The Kenai Peninsula Borough Assembly addressed Tuesday how to defend itself from a lawsuit that was part of the fallout from a local proposal to build a surgery center in Kenai, which the assembly opposed in January.
At its regular meeting, the assembly approved, 8-1, Ordinance 2011-19-71, which appropriates $35,000 to help pay for outside legal counsel to defend the borough against a lawsuit filed by Kahtnu Ventures LLC. Assembly member Ray Tauriainen voted against the measure.
Kahtnu is seeking an injunction against the Alaska Department of Health and Social Services, with Central Peninsula Hospital and now the borough listed as parties.
The group of eight surgeons who want to build an 8,365 square foot, $9 million ambulatory surgery center in Kenai is taking issue with the development and completion of CPH's fourth operating room, which has become a point of consideration surrounding whether or not their center is needed in the area.
The state is currently considering whether to issue Kahtnu a Certificate of Need after gathering what officials said is a record amount of public testimony on the issue.
Kahtnu is "asking that the court enjoin the hospital from proceeding with construction of the operating room in the hospital and that the operating room not be considered in determining whether the community needs the ambulatory surgery center proposed," according to the ordinance.
Tauriainen said he thought the borough would easily win the litigation without additional counsel and couldn't support the ordinance based on the amount of money it would allocate.
"I came into committee kind of against spending this money and just realizing that we were tacked on the end of this lawsuit I was thinking, 'Why should we be that concerned with it?'" he said. "But I do realize now ... that we are the one building the operating room so we do need to defend ourselves. But I do question the amount and the aggressive defense needed."
Assembly member Brent Johnson said he supported the ordinance because it would cost the borough more than $35,000 if it were to lose the lawsuit.

########

> [Tasks to perform]:
(A) In the article about the surgery center lawsuit, how much money does Ordinance 2011-19-71 appropriate for outside legal counsel?
(B) Retype the lawsuit article starting at the words "Tauriainen said he" and ending after "lose the lawsuit.".

> [Information shown]:
########

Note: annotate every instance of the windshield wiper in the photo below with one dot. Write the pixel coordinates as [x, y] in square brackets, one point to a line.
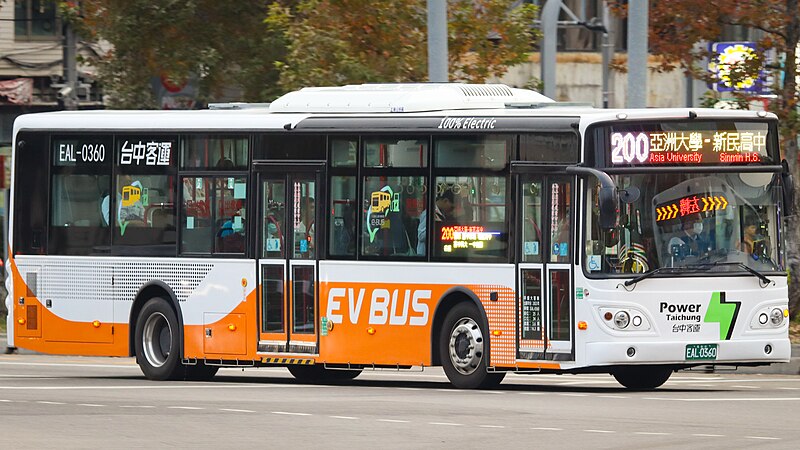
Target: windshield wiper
[698, 267]
[649, 274]
[762, 278]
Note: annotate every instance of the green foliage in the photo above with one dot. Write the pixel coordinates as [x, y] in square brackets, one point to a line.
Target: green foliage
[334, 42]
[222, 44]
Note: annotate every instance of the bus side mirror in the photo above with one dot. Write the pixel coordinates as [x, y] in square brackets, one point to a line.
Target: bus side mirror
[609, 206]
[787, 183]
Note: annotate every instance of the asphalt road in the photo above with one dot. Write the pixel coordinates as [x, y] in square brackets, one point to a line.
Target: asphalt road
[78, 402]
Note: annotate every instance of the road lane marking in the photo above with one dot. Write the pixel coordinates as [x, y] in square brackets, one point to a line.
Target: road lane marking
[764, 399]
[97, 366]
[71, 388]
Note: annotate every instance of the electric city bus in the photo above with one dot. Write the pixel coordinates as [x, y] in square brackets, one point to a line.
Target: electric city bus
[479, 228]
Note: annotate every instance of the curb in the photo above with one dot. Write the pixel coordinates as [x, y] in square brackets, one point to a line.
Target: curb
[790, 368]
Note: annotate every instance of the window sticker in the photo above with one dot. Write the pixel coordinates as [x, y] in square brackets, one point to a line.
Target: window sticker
[531, 247]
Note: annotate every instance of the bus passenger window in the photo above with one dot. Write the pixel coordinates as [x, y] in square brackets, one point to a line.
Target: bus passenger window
[476, 230]
[213, 215]
[393, 207]
[343, 216]
[143, 214]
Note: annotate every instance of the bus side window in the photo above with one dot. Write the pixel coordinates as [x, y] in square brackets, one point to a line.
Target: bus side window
[343, 218]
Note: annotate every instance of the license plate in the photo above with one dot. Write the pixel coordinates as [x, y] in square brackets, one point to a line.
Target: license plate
[701, 351]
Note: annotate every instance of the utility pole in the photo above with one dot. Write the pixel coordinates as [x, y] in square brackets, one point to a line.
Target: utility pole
[549, 47]
[69, 93]
[607, 49]
[437, 41]
[638, 11]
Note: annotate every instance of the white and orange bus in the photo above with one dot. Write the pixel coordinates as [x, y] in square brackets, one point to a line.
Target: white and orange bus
[476, 227]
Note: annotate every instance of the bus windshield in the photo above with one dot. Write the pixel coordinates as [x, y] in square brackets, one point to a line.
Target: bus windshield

########

> [Responses]:
(A) $35,000

(B)
Tauriainen said he thought the borough would easily win the litigation without additional counsel and couldn't support the ordinance based on the amount of money it would allocate.
"I came into committee kind of against spending this money and just realizing that we were tacked on the end of this lawsuit I was thinking, 'Why should we be that concerned with it?'" he said. "But I do realize now ... that we are the one building the operating room so we do need to defend ourselves. But I do question the amount and the aggressive defense needed."
Assembly member Brent Johnson said he supported the ordinance because it would cost the borough more than $35,000 if it were to lose the lawsuit.